→ Given exercise 1:
Copy the passage from the text on Colfax's quarterly results word for word, starting with "For the first" and going on through "of acquired assets.".

In the quarter under review, Colfax's cost of sales increased 6.4% year over year to $649.4 million. It represented 64.4% of net sales compared with 69.3% in the year-ago quarter. Gross margin increased 490 basis points (bps) year over year to 35.6% on the back of synergistic gains from acquired assets, operational improvements, and gains from restructuring actions. Selling, general and administrative expenses increased 58.7% year over year to $318.1 million. It represented 31.6% of net sales.

Adjusted earnings before interest, tax and amortization (EBITA) in the quarter under review increased 39.6% year over year to $126.7 million. Also, adjusted EBITA margin grew 230 bps to 12.6%. Interest expenses in the quarter grew 203.7% year over year to $29.1 million.

Balance Sheet and Cash Flow

Exiting the first quarter, Colfax had cash and cash equivalents of $242.4 million, roughly 1.6% below $245 million at the end of the last reported quarter. Long-term debt balance increased substantially to $4,037.1 million from $1,192.4 million in the previous quarter.

In the reported quarter, the company used net cash of $72.3 million for operating activities, significantly above $2.7 million used in the prior-year quarter. Capital used for purchasing property, plant and equipment totaled $24.4 million, reflecting year-over-year growth of 119.5%.


For the first half of 2019, Colfax anticipates adjusted earnings per share of $1.11-$1.14, high compared with $1.09 recorded in the year-ago comparable period. The results will benefit from healthy operating performance in the Air & Gas Handling and Fabrication Technology segments as well as from synergistic gains of acquired assets.

Also, the company noted that tax rate will be high in the first half of 2019 and forex woes will continue to adversely influence results.

For 2019, it maintained the previously provided adjusted earnings guidance at $2.55-$2.65 per share. This suggests an improvement of more than $2.31 recorded in 2018.

The company anticipates the Air & Gas Handling segment's core sales to grow in a mid to high-single digit. For the Fabrication Technology segment, core sales are likely to grow in a mid-single digit. It believes that effective pricing activities will offset adverse impacts of forex woes and inflation.

How Have Estimates Been Moving Since Then?

In the past month, investors have witnessed a downward trend in fresh estimates. The consensus estimate has shifted -9.18% due to these changes.

VGM Scores

Currently, Colfax has a poor Growth Score of F, however its Momentum Score is doing a lot better with a C. Charting a somewhat similar path, the stock was allocated a grade of B on the value side, putting it in the top 40% for this investment strategy.

Overall, the stock has an aggregate VGM Score of D. If you aren't focused on one strategy, this score is the one you should be interested in.


Estimates have been broadly trending downward for the stock, and the magnitude of these revisions indicates a downward shift. Notably, Colfax has a Zacks Rank #3 (Hold). We expect an in-line return from the stock in the next few months.

→ Record excerpts:

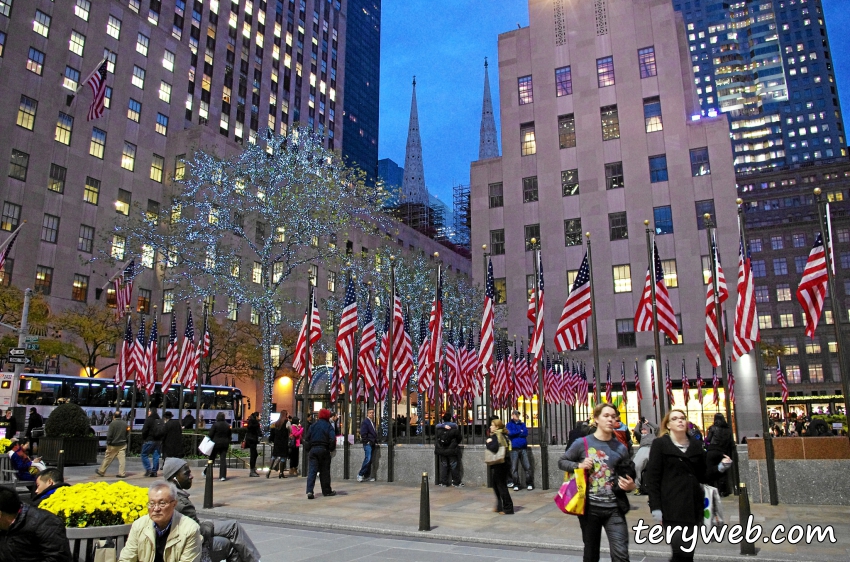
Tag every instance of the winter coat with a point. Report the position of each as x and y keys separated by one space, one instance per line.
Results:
x=517 y=432
x=35 y=536
x=172 y=443
x=673 y=479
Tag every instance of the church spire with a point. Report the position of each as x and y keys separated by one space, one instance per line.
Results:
x=413 y=186
x=488 y=146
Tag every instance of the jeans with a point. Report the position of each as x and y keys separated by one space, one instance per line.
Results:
x=596 y=518
x=320 y=462
x=518 y=455
x=446 y=464
x=366 y=468
x=150 y=448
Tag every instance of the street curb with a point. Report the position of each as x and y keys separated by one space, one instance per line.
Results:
x=634 y=554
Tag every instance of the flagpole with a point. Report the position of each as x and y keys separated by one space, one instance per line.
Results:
x=837 y=311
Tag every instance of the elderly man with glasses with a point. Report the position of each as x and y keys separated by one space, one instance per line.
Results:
x=163 y=535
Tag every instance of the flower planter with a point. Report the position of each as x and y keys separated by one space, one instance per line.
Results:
x=78 y=450
x=83 y=540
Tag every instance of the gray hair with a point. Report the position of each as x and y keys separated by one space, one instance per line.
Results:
x=163 y=485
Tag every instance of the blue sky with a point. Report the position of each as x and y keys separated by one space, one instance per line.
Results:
x=443 y=43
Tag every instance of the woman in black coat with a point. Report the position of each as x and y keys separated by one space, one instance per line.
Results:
x=279 y=438
x=220 y=435
x=676 y=468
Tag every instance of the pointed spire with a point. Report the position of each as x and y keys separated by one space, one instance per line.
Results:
x=488 y=146
x=413 y=186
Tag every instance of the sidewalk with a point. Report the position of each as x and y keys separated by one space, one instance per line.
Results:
x=466 y=514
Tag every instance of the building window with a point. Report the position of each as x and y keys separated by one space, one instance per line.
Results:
x=497 y=242
x=18 y=165
x=527 y=139
x=623 y=278
x=626 y=333
x=26 y=113
x=610 y=122
x=699 y=162
x=646 y=60
x=43 y=279
x=567 y=130
x=80 y=288
x=563 y=81
x=128 y=156
x=98 y=142
x=56 y=180
x=569 y=182
x=525 y=90
x=85 y=242
x=663 y=219
x=658 y=168
x=531 y=231
x=134 y=110
x=529 y=189
x=572 y=232
x=614 y=176
x=49 y=228
x=35 y=61
x=605 y=71
x=122 y=204
x=11 y=216
x=703 y=207
x=652 y=114
x=617 y=226
x=497 y=198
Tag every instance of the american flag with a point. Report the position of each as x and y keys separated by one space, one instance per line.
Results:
x=664 y=308
x=188 y=366
x=746 y=318
x=366 y=356
x=485 y=351
x=124 y=288
x=812 y=289
x=345 y=334
x=97 y=83
x=172 y=357
x=780 y=378
x=572 y=328
x=535 y=346
x=712 y=338
x=125 y=360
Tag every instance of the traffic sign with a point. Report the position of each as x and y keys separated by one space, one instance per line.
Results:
x=20 y=360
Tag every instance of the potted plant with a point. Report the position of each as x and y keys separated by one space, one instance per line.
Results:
x=67 y=429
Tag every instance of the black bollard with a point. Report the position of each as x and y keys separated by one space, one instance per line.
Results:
x=208 y=487
x=424 y=505
x=747 y=548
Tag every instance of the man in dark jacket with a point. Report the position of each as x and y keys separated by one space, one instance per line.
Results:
x=447 y=436
x=30 y=534
x=152 y=432
x=369 y=437
x=321 y=441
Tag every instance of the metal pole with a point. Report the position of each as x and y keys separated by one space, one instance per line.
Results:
x=768 y=439
x=837 y=312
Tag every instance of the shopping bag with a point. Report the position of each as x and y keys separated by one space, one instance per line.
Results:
x=206 y=446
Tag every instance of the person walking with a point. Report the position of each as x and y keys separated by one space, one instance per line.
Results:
x=610 y=475
x=369 y=437
x=517 y=433
x=116 y=446
x=320 y=442
x=252 y=439
x=220 y=436
x=677 y=466
x=447 y=449
x=279 y=438
x=499 y=471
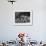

→ Given exercise 2:
From the records, reproduce the lines starting with the line with "Tag every instance of the sidewalk" and going on through the line with "x=466 y=514", both ends included, and nothing else.

→ Exercise answer 1:
For the first half of 2019, Colfax anticipates adjusted earnings per share of $1.11-$1.14, high compared with $1.09 recorded in the year-ago comparable period. The results will benefit from healthy operating performance in the Air & Gas Handling and Fabrication Technology segments as well as from synergistic gains of acquired assets.

→ Exercise answer 2:
Tag every instance of the sidewalk with a point. Report the position of each as x and y keys separated by one space, one instance per line.
Results:
x=466 y=514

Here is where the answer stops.